## ASSIGNMENT
With the line containing "Where can the camouflage trousers" as the first and the final line of the entries as the last, repeat exactly the lines in that span, including both.

## RECORD SET

▬▬▬▬▬▬

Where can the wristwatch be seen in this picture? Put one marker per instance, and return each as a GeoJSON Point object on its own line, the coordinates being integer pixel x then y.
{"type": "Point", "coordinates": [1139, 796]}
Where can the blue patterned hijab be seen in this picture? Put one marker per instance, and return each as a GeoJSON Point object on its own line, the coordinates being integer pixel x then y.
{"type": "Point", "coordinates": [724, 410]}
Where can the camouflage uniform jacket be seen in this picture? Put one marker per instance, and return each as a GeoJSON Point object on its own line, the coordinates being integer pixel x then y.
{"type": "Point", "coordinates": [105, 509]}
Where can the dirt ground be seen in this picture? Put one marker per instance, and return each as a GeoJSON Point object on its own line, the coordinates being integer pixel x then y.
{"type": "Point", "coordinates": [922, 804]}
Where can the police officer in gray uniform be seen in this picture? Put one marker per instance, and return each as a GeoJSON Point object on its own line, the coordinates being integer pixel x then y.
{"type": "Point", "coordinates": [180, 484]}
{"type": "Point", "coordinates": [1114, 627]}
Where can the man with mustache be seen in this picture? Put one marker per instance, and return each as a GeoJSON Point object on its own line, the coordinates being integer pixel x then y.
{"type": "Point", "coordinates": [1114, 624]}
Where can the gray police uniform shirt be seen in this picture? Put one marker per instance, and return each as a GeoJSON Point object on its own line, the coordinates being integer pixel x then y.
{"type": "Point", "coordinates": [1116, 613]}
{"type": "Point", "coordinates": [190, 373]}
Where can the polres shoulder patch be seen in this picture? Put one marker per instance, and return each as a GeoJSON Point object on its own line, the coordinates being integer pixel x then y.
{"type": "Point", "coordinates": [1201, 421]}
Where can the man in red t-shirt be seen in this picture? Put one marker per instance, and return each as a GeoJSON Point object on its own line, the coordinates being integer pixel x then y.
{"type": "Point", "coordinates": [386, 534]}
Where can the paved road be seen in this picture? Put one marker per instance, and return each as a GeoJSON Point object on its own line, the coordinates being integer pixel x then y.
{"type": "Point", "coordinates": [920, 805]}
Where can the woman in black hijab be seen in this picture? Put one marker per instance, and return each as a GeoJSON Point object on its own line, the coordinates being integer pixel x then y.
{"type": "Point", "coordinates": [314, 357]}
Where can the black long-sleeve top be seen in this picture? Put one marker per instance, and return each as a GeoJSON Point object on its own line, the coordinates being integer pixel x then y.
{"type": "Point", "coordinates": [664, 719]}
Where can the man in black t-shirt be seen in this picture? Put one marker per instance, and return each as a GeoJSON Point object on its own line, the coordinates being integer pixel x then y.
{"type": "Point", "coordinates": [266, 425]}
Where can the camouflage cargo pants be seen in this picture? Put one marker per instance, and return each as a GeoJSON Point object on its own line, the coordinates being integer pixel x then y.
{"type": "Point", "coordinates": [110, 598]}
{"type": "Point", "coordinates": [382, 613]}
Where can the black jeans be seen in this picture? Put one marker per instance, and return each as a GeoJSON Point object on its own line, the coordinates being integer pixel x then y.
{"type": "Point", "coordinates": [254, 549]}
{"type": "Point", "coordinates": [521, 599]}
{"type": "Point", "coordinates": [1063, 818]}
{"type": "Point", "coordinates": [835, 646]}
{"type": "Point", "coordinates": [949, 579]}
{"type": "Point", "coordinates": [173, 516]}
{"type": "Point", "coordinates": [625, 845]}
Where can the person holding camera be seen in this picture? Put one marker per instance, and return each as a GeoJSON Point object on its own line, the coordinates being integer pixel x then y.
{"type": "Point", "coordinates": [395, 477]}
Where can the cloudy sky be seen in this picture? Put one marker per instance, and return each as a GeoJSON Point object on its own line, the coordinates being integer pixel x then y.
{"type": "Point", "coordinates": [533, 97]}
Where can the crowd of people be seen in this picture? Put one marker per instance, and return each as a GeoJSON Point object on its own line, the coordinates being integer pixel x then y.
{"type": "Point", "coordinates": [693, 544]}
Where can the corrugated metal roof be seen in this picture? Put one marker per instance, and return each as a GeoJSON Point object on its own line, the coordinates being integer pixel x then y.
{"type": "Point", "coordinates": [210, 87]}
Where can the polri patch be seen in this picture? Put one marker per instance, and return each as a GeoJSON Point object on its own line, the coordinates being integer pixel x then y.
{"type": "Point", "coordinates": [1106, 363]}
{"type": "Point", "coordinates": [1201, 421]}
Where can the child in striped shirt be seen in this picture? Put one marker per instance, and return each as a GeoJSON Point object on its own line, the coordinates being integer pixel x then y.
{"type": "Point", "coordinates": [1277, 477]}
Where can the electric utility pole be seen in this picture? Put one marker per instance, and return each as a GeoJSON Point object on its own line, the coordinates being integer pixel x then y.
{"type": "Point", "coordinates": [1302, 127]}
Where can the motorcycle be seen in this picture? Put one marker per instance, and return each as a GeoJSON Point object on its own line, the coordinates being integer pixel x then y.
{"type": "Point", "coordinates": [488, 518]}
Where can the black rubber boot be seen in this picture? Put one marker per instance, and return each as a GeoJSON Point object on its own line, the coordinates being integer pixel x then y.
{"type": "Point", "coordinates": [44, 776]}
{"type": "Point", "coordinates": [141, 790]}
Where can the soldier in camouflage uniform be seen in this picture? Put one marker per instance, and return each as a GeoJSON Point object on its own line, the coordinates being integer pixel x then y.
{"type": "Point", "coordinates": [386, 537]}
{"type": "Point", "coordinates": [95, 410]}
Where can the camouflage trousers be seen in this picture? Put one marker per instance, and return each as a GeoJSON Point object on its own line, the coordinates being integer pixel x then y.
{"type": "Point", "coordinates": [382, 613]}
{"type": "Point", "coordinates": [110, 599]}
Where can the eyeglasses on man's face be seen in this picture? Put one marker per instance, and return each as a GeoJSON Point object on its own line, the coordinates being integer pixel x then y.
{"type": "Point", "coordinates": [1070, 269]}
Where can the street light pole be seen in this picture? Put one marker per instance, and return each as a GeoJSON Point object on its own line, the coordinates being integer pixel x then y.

▬▬▬▬▬▬

## EXERCISE RESULT
Where can the camouflage trousers be seen in this picture? Put one marker per instance, and return each as a GeoJSON Point object on its own line, the coordinates being integer pixel x then y.
{"type": "Point", "coordinates": [382, 613]}
{"type": "Point", "coordinates": [110, 599]}
Where can the eyeglasses on man's face be seen in this picture? Put one marker per instance, and return each as a GeoJSON Point object on its own line, the coordinates being integer pixel x then y.
{"type": "Point", "coordinates": [1070, 269]}
Where can the street light pole be seen in this picture? Put one marker per instance, and return each as a GeoJSON Point object on its own line, the coordinates being integer pixel x then y.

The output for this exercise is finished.